Copy out each of the entries below word for word, omitting the pictures.

----- TASK MATERIAL

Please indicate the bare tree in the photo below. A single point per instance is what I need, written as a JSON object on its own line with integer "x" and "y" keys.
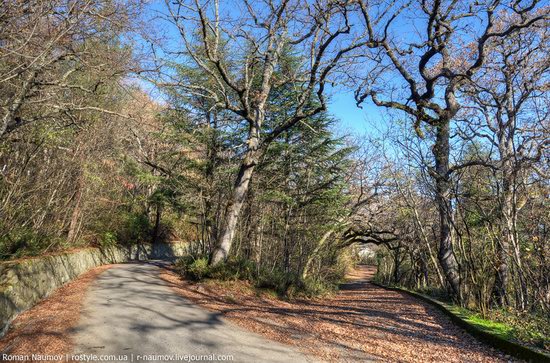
{"x": 240, "y": 47}
{"x": 509, "y": 98}
{"x": 428, "y": 68}
{"x": 48, "y": 50}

----------

> **COMPLETED TASK**:
Please indicate the bare tree in the photo below. A single point per instance is what I need, written as a JSON object on its own line with integer "x" and "y" keys.
{"x": 240, "y": 47}
{"x": 509, "y": 98}
{"x": 428, "y": 68}
{"x": 48, "y": 50}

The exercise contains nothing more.